■ **任务说明**: 统计下方数据行中包含字符串“shorts”的行数，只输出该数字。

■ **提取的数据行**:
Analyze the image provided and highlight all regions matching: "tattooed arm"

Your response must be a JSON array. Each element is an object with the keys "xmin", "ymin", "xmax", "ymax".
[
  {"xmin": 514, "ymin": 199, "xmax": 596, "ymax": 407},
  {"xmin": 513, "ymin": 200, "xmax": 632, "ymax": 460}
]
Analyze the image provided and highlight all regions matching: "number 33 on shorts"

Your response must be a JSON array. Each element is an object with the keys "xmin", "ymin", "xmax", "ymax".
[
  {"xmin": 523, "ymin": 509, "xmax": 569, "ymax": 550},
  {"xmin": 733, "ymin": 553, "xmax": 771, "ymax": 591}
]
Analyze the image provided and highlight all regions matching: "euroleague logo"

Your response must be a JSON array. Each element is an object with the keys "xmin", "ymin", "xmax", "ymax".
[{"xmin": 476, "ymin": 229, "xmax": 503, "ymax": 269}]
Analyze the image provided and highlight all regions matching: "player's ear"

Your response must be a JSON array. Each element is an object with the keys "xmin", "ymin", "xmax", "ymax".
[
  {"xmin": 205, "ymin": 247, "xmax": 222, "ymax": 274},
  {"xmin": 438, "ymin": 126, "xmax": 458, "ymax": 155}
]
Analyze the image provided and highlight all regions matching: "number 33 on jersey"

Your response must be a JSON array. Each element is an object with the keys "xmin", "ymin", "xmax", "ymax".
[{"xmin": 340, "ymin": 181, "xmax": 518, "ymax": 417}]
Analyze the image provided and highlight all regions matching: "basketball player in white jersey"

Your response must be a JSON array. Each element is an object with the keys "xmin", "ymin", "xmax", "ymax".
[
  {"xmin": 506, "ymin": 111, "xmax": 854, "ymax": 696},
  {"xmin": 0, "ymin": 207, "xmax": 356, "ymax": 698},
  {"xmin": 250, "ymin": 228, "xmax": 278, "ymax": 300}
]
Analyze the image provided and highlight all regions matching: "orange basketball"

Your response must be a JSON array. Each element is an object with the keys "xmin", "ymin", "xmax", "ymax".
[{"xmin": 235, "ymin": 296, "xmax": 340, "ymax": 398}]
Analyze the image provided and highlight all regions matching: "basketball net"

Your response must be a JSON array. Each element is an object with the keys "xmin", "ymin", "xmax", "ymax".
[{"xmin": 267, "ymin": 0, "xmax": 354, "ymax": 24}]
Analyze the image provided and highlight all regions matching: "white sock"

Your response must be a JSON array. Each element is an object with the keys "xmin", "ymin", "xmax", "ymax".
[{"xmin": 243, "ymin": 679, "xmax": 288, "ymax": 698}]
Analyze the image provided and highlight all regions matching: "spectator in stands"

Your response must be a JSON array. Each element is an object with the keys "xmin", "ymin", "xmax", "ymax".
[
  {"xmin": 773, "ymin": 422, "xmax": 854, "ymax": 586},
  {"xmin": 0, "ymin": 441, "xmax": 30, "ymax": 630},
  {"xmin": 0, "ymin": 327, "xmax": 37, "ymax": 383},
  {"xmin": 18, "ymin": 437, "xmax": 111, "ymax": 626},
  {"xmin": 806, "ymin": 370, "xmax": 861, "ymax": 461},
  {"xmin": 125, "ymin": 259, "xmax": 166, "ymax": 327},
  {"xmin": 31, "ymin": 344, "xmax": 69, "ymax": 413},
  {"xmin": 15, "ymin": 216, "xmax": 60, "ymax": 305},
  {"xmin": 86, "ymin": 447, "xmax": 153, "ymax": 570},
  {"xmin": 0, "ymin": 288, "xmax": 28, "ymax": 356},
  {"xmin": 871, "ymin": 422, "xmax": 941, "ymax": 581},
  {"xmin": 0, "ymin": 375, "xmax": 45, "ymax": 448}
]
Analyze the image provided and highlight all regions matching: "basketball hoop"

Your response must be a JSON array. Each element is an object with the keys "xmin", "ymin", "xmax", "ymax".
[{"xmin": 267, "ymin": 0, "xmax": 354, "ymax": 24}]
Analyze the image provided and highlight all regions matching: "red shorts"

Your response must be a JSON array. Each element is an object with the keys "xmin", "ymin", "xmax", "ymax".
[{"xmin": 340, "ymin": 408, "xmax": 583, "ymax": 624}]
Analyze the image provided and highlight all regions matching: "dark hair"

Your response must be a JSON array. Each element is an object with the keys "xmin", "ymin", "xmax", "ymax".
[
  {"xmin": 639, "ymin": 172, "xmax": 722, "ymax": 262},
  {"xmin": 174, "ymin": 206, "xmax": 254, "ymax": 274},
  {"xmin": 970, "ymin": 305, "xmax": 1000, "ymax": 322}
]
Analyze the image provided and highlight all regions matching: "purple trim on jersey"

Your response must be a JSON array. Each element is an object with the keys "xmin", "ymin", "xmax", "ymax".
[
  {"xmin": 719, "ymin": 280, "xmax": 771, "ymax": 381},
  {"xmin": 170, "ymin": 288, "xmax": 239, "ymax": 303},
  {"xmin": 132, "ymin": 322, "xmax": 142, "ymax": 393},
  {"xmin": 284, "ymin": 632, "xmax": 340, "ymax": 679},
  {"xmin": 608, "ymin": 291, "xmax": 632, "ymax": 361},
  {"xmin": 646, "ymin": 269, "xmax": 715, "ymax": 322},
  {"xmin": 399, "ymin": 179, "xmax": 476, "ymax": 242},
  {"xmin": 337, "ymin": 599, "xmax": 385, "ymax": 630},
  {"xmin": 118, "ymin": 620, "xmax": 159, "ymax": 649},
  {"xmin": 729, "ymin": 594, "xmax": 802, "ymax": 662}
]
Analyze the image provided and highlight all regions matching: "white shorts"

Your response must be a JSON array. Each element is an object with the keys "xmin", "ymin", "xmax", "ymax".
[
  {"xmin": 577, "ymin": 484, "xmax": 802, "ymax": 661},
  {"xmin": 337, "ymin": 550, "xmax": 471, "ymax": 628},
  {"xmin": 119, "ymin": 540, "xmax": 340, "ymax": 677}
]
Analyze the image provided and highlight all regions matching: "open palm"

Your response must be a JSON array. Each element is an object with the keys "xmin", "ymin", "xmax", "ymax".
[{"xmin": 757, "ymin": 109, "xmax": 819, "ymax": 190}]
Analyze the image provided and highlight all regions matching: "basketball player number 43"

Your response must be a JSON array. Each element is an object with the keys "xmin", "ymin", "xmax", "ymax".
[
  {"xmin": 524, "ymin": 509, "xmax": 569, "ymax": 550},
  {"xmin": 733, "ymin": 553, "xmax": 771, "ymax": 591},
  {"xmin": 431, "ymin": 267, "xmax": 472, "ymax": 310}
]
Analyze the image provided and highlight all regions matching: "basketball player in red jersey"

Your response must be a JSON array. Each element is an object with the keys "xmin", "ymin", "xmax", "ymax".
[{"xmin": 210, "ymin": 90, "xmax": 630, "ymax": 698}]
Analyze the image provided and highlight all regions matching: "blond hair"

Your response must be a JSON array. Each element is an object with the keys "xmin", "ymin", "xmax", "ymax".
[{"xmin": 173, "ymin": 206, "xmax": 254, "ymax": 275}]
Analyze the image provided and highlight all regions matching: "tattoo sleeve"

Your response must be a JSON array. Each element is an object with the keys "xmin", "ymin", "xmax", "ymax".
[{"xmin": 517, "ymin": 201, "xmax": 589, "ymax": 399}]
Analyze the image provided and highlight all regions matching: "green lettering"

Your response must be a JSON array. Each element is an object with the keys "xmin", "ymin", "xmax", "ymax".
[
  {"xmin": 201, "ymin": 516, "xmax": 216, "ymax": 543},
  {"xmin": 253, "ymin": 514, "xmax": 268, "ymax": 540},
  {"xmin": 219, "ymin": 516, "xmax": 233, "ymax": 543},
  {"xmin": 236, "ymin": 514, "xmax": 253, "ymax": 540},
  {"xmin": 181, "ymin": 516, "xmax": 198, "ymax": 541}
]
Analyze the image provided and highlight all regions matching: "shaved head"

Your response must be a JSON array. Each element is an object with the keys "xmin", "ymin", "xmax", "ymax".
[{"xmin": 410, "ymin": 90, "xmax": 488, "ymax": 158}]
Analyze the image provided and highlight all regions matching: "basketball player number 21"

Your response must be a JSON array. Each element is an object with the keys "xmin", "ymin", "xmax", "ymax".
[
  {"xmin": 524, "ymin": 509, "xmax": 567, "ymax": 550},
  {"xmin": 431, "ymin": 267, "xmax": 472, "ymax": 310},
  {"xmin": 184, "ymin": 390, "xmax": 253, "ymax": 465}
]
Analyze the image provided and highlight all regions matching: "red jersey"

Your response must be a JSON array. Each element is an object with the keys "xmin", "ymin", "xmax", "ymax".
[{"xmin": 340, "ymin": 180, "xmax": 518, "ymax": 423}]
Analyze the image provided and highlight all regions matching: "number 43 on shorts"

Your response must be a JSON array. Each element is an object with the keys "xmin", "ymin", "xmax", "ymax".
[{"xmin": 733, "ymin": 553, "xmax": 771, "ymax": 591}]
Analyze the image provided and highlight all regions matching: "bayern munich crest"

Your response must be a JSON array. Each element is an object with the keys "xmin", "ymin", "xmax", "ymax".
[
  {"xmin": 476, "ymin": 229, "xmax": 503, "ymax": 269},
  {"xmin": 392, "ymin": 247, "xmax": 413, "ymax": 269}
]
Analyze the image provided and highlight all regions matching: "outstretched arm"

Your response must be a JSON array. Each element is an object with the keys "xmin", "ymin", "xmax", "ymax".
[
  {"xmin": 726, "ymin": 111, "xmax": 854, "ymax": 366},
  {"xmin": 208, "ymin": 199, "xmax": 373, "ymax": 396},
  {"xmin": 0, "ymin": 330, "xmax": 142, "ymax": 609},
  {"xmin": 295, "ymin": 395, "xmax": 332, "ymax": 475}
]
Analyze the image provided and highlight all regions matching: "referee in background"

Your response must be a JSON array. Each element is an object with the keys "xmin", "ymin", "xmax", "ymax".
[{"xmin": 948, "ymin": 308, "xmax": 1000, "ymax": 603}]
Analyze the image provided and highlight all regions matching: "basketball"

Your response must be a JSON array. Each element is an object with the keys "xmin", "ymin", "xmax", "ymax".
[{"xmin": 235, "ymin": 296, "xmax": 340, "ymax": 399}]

■ **回答**: 4